## Belge Alıntısı:
--- --- ---

Ömer Çiçek’in (Yirmi Yedi) en son geçirdiği ağır hastalık sebebiyle iş hayatından ayrılıp eve bağlanmasıyla, kader, kendisini bu çalışmaya adeta mecbur etmiş ve bu hazineyi gün yüzüne çıkarmak ona nasip olmuştur. Çalışmanın başından beri kendisiyle irtibatımız devam etmiştir.

Bu arada sadık olduğuna inandığım bir rüyada Zübeyir Ağabey’in tıpkı hadiste tarif edilen şekliyle haşir günü kabirden toprak içinde ayağa kalktığını ve üzerindeki toz toprakları silkelediğini gördüm. Zübeyir Gündüzalp, davasının derdiyle bu âleme veda etti. Ama bu çalışmaların hazırlanıp istifadeye sunulmasıyla da manen yeniden dirilmiş gibi kabrinde mes’ud olacağına inanıyorum.

Rabbim, bu gerçekleri okuyup hazmetmeyi, hayatımıza geçirmeyi, onların gittiği nurlu yoldan giderek ebed de o Nurlu kafileye iltihak eden bahtiyarlardan olmayı bizlere nasip etsin diye niyaz ediyor, sizleri bu hazine-i Nur’la baş başa bırakıyorum.

***

اَلْحَمْدُ لِلّٰهِ رَبِّ الْعَالَمِينَ

وَ الصَّلاَةُ وَ السَّلاَمُ عَلَى سَيِّدِنَا مُحَمَّدٍ

وَ عَلَى آلِهِ وَ صَحْبِهِ اَجْمَعِينَ

İFADE-İ MERAM

Şunu hemen ifade edelim ki: Zübeyir Ağabeyin kaleminden çıkan bazıları kendi el yazısıyla bazıları daktilo edilmiş muhtelif metinler ve not defterindeki notlar ve sohbetlerinde anlattığı hakikatler onun Üstad ve Risale-i nurdan istifadeleridir, ona has ve hususîdir. Zaten kendisi de yazdığı notlarla ilgili olarak şunları söylemektedir: “Müşahedatımı kaydeden defterlerimde herhangi bir tertip ve usule riayet ederek değil, ancak gördüklerimi zaman zaman kendime ders almak ve ibret almak gaflete düşmemek ve hizmette tökezlememek, hata ve kusurlara düşmemek, bir seyyiemle binler seyyie ve muvaffakıyetsizliklere duçar olmamak ve böylece milyonlarca müttehid ve mütesanid Nur taleberinin maddi veya manevi hukuklarına taarruz ve tecavüz etmemek, bu yüzden dünya ve ahirette cezalara giriftar olmamak için not ediyorum.” Bundan dolayı biz de bu zamana kadar umuma neşrini düşünmedik. Fakat kardeşlerle sohbetlerimizde bunlardan naklettiğimizde bazı ağabey ve kardeşler; “Kardeşim bunları yaz, bunlar Üstad ve Risale-i nuru anlatıyor…  Bizi Üstad ve Risale-i Nur’a taşıyor, kitap haline getir ki istifade edilsin, hususi kalıp kaybolmasın” diye yoğun istek ve teşvik gördük. Bunun üzerine bölük pörçük olan bu metrukâtı ve ona ait elimizde olan ve bildiğimiz ne varsa tanzim edip neşrine karar verdik ve uzun bir çalışma sonucu ( -11-cilt- ) kitap haline getirmeye muvaffak olduk. İnşallah istifadeye medar olur.

--- --- ---

## Öğeler:
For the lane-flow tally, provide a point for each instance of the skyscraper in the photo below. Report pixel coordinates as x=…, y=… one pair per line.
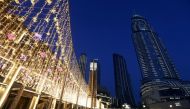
x=93, y=82
x=82, y=64
x=160, y=80
x=122, y=81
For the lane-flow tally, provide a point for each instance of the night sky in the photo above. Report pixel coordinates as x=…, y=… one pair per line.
x=103, y=27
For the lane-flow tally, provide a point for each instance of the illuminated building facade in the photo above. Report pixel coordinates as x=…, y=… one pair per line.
x=83, y=64
x=160, y=80
x=93, y=82
x=122, y=81
x=38, y=66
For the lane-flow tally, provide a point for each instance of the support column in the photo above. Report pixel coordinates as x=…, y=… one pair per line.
x=34, y=102
x=9, y=80
x=52, y=104
x=17, y=98
x=65, y=106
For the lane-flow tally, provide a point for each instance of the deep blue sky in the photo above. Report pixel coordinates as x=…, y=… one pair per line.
x=103, y=27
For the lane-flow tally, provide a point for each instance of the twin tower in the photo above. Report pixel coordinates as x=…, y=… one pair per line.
x=160, y=80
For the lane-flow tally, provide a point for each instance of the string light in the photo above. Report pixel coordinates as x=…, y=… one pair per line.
x=38, y=38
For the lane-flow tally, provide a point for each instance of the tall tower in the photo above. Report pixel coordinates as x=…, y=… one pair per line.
x=160, y=80
x=83, y=63
x=122, y=81
x=93, y=82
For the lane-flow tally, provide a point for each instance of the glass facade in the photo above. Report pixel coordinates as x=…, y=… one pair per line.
x=160, y=80
x=152, y=55
x=122, y=81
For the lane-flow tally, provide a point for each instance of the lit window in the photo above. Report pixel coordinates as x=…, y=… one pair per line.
x=177, y=104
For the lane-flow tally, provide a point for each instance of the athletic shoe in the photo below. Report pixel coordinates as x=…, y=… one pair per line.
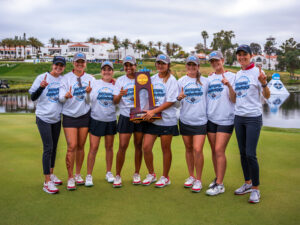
x=79, y=180
x=212, y=183
x=117, y=181
x=55, y=179
x=109, y=177
x=254, y=196
x=150, y=178
x=50, y=188
x=89, y=181
x=215, y=190
x=246, y=188
x=71, y=184
x=197, y=186
x=162, y=182
x=136, y=179
x=189, y=182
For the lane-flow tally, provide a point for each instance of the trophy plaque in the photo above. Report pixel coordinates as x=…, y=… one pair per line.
x=143, y=83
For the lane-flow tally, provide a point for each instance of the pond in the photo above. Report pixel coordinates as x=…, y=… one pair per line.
x=281, y=111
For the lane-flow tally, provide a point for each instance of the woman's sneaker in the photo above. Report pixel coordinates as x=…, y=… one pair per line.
x=150, y=178
x=50, y=188
x=55, y=180
x=246, y=188
x=254, y=196
x=89, y=181
x=197, y=186
x=212, y=183
x=109, y=177
x=78, y=179
x=162, y=182
x=136, y=179
x=117, y=182
x=71, y=184
x=189, y=182
x=215, y=190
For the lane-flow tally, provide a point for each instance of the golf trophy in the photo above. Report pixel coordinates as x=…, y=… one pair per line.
x=143, y=84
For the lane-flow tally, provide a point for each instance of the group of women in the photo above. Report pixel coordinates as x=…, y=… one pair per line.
x=211, y=106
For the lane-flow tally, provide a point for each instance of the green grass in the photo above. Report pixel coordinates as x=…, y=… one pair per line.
x=23, y=201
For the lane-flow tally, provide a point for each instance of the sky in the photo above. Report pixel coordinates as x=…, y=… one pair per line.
x=151, y=20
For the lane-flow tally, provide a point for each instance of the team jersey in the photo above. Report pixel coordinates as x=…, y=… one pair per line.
x=77, y=105
x=248, y=91
x=220, y=109
x=101, y=97
x=48, y=107
x=165, y=92
x=193, y=106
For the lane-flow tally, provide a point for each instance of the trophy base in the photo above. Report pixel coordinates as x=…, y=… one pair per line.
x=138, y=115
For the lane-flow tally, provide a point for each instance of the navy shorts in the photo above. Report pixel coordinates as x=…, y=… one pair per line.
x=101, y=128
x=78, y=122
x=161, y=130
x=127, y=126
x=214, y=128
x=186, y=129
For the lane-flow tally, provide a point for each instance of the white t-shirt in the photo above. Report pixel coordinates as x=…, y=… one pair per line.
x=165, y=92
x=127, y=101
x=193, y=106
x=248, y=91
x=220, y=109
x=48, y=108
x=75, y=106
x=102, y=106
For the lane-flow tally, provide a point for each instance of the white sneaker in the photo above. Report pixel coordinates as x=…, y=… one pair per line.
x=162, y=182
x=109, y=177
x=197, y=186
x=50, y=188
x=254, y=196
x=189, y=182
x=71, y=184
x=150, y=178
x=245, y=188
x=215, y=190
x=117, y=182
x=136, y=179
x=213, y=183
x=78, y=179
x=89, y=181
x=55, y=179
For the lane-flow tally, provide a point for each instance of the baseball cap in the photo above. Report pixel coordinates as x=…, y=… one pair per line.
x=129, y=59
x=215, y=55
x=193, y=59
x=79, y=55
x=107, y=63
x=59, y=59
x=163, y=58
x=244, y=48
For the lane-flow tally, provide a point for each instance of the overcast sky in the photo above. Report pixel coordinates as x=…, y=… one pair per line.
x=157, y=20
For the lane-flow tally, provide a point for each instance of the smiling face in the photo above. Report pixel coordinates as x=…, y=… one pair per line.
x=57, y=69
x=162, y=67
x=129, y=69
x=107, y=73
x=243, y=58
x=79, y=65
x=192, y=68
x=217, y=64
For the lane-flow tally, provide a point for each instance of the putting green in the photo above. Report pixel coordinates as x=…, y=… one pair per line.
x=22, y=200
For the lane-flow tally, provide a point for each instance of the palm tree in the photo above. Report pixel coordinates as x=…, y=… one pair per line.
x=52, y=42
x=205, y=37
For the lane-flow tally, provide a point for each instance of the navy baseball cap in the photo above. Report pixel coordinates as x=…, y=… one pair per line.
x=244, y=48
x=59, y=59
x=107, y=63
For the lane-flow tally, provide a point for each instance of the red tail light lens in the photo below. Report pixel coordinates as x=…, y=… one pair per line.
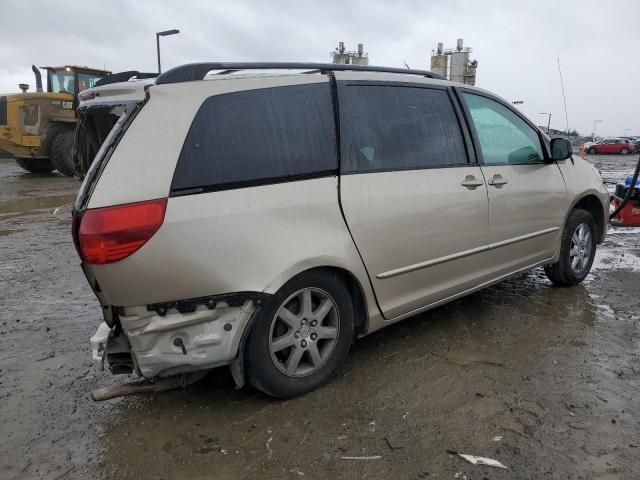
x=109, y=234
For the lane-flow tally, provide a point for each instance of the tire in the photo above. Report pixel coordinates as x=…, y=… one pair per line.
x=35, y=165
x=577, y=250
x=61, y=157
x=286, y=354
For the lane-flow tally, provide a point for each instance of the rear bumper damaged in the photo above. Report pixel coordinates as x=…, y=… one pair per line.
x=171, y=339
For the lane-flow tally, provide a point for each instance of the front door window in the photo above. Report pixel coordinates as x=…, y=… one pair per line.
x=504, y=137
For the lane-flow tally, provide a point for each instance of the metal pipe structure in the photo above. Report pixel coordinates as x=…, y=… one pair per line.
x=593, y=134
x=548, y=120
x=163, y=34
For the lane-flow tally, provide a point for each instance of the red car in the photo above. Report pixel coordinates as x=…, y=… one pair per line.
x=612, y=145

--- --- ---

## Gereksinim 1:
Belge alıntısındaki "İFADE-İ MERAM" kısmının ilk cümlesi, Zübeyir Ağabey'den kalan hangi malzeme türlerini sayıyor? Hepsini listeleyin.
## Gereksinim 2:
Belge alıntısındaki "Zübeyir Gündüzalp, davasının derdiyle bu âleme veda etti." cümlesinin İngilizce çevirisi nedir?
## Gereksinim 3:
Belge alıntısında "Bu arada sadık" ile "mes’ud olacağına inanıyorum." arasındaki kısmı, bu ikisi de dahil olmak üzere, "kabrinde" yerine "mezarında" koyarak yeniden yazar mısınız?

## Tam Yanıt 1:
- Kendi el yazısıyla yazılmış metinler
- Daktilo edilmiş metinler
- Not defterindeki notlar
- Sohbetlerinde anlattığı hakikatler

## Tam Yanıt 2:
Zübeyir Gündüzalp departed this world carrying the burden of his cause.

## Tam Yanıt 3:
Bu arada sadık olduğuna inandığım bir rüyada Zübeyir Ağabey’in tıpkı hadiste tarif edilen şekliyle haşir günü kabirden toprak içinde ayağa kalktığını ve üzerindeki toz toprakları silkelediğini gördüm. Zübeyir Gündüzalp, davasının derdiyle bu âleme veda etti. Ama bu çalışmaların hazırlanıp istifadeye sunulmasıyla da manen yeniden dirilmiş gibi mezarında mes’ud olacağına inanıyorum.